--- Tareas del ejercicio ---
**A)** Reproduce del texto sobre el BAYCHIMO el fragmento que va desde "El 6 de julio" hasta "infundados, no señor...", incluido este último.
**B)** Responde con datos del texto sobre el BAYCHIMO:
(i) ¿Cuántas toneladas tenía el buque?
(ii) ¿En qué fecha zarpó de Vancouver para su itinerario anual?
(iii) ¿Frente a las costas de qué aldea de Alaska quedó atrapado?
**C)** Retoma el texto sobre el BAYCHIMO y continúalo a partir de su última oración.

=== Texto proporcionado ===

Cuando en 1914 el AMER BONALFAN salió de los astilleros no imaginaba ni remotamente el frío destino que le esperaba. Se trataba de un buque de bandera alemana, de 1.322 toneladas y sólido casco de acero, caracterizado por una gran chimenea gris.
Tras la Primera Guerra Mundial le fue entregado a Gran Bretaña como compensación por pérdidas navales. Una de las primeras cosas hicieron los nuevos propietarios fue cambiarle el nombre por el de BAYCHIMO. Una vez llegado a Canadá, se hizo cargo de él la firma “Bay Company of Hudson” que lo utilizó como carguero conectando diversos puntos en las gélidas aguas del norte, en torno al Círculo Polar Ártico, más exactamente para el transporte de las pieles que vendían los cazadores inuits. Su resistente casco pronto demostró ser muy fiable en un mar plagado de icebergs y banquisas. Cada año repetía la misma ruta recorriendo 3.200 km por uno de los mares más procelosos del planeta, distribuyendo víveres, combustible y otras mercancías cambiándolas por pieles y haciendo numerosas escalas para terminar de cargar sus bodegas con más pieles, producto del trabajo de los inuits y de tramperos occidentales.
El 6 de julio de 1931 el BAYCHIMO zarpó de Vancouver en la costa oeste de Canadá para iniciar su rutinario itinerario anual. El capitán John Cornwell con su tripulación de 36 hombres se disponía a adentrarse en aguas tan peligrosas y traicioneras que eran capaces de amedrentar al más fogueado marinero, por eso, el capitán, como cada año, debía esforzarse para ocultar su temor al clima extremo de la zona. Y sus recelos no eran infundados, no señor...
Tras terminar de llenar sus bodegas con pieles en la isla Victoria, el capitán Cornwell ordenó poner rumbo a Vancouver, completando así el periplo que les llevaría de vuelta a casa. Pero las condiciones ambientales en el Polo Norte son extremas y es tan impredecible la posibilidad de que el invierno se adelante, que pensar en el otoño es de optimistas. Violentos vientos e intensas heladas hicieron que las aguas se solidificaran alrededor del buque dejando un estrecho paso que se cerró a las pocas horas, quedando el BAYCHIMO atrapado frente a las costas de Barrow, una pequeña aldea de Alaska, donde la Compañía había construido unas cabañas. Constatada la imposibilidad de avanzar, el capitán Cornwell ordenó a la tripulación dirigirse a pie hacia la aldea, ante el temor de que las cosas se pusieran aún más difíciles. Apenas les separaba un kilómetro, pero salvar esa distancia se convirtió en un infierno bajo la rugiente tempestad. A duras penas consiguieron llegar a las cabañas donde permanecieron atrapados durante dos días interminables, en los que no podían dejar de pensar en su inmediato destino, con un tiempo inclemente, la noche ártica cerrándose sobre ellos y un barco con una fortuna en sus bodegas atrapado por los hielos crecientes.

=== Registros de datos ===

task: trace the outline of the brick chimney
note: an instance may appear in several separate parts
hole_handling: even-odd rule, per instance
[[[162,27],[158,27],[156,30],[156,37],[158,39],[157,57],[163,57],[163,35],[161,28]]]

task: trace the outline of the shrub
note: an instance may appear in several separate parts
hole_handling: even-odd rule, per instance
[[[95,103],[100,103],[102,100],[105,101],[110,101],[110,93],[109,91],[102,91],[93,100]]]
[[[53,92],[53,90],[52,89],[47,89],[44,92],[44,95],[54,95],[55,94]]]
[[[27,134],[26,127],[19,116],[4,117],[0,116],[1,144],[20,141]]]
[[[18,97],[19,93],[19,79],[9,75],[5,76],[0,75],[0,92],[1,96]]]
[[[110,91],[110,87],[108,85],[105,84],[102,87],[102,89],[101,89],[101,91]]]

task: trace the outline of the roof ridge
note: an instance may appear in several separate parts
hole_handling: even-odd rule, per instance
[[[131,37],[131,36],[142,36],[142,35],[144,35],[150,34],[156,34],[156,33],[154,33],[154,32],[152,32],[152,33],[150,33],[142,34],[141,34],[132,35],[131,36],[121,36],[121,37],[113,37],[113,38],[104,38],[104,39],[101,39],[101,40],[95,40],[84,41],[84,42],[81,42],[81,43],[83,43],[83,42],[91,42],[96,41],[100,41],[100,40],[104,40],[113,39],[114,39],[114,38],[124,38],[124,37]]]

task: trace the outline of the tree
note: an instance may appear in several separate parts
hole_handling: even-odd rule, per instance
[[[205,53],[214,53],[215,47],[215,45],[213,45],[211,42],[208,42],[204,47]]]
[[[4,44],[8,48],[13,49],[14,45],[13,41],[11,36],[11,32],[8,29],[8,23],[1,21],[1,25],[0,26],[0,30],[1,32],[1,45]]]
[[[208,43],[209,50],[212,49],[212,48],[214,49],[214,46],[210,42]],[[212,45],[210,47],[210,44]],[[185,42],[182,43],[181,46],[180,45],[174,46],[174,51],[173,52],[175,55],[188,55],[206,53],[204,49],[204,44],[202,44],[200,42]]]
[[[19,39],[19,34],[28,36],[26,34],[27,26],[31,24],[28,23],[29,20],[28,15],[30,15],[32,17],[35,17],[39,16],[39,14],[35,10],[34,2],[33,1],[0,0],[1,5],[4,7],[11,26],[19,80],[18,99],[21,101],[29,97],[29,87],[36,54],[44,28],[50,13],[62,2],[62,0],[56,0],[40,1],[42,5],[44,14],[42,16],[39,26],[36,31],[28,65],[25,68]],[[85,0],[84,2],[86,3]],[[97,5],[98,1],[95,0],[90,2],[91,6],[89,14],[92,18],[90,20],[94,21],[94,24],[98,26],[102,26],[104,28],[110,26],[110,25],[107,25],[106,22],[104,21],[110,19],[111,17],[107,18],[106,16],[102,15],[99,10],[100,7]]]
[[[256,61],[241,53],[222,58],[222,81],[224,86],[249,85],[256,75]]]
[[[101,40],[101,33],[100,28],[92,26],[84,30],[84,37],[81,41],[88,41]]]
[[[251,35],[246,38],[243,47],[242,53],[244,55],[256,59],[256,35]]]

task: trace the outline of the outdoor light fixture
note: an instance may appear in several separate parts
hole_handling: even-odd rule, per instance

===

--- Respuestas ---
**A)**
El 6 de julio de 1931 el BAYCHIMO zarpó de Vancouver en la costa oeste de Canadá para iniciar su rutinario itinerario anual. El capitán John Cornwell con su tripulación de 36 hombres se disponía a adentrarse en aguas tan peligrosas y traicioneras que eran capaces de amedrentar al más fogueado marinero, por eso, el capitán, como cada año, debía esforzarse para ocultar su temor al clima extremo de la zona. Y sus recelos no eran infundados, no señor...

**B)**
(i) 1.322 toneladas.
(ii) El 6 de julio de 1931.
(iii) Barrow.

**C)**
Sin embargo, en medio de las tribulaciones, surgió el milagro. Sin nada que lo hiciera presagiar, la tormenta cesó repentinamente. El hielo comenzó a debilitarse y el BAYCHIMO quedó liberado.
La tripulación, encantada con la buena suerte, no dudó en subir a bordo con el entusiasmo inspirado por la inminente vuelta a casa. Pero ignoraban que su barco empezaba a transgredir los límites de la lógica para adentrarse en las páginas del misterio. A los pocos días, otra capa de hielo atenazó el casco, y nuevamente, a las pocas horas, el buque quedó redimido de su frío opresor. La tripulación albergaba la esperanza de salvarse y salvar el barco y su preciada carga, pero el capitán consideró que por muy sólido que pareciera el casco, las condiciones atmosféricas adversas acabarían por quebrarlo y hundirlo como si fuera de juguete.
El 15 de octubre, ante la imposibilidad de seguir adelante, la situación era tan descorazonadora que el capitán Cornwell se vio en la necesidad de tomar la decisión de enviar varios mensajes de socorro, en virtud de los cuales la Compañía envió dos aviones de rescate de la base de Nome en la Península de Seward, al oeste de Alaska, a 600 millas de distancia. Veintidós hombres fueron evacuados mientras que el resto de la tripulación, catorce hombres y el capitán, permaneció a bordo del buque a la espera de que el hielo aflojara su fuerza y poder poner a salvo su carga, que no olvidemos estaba compuesta por valiosas pieles.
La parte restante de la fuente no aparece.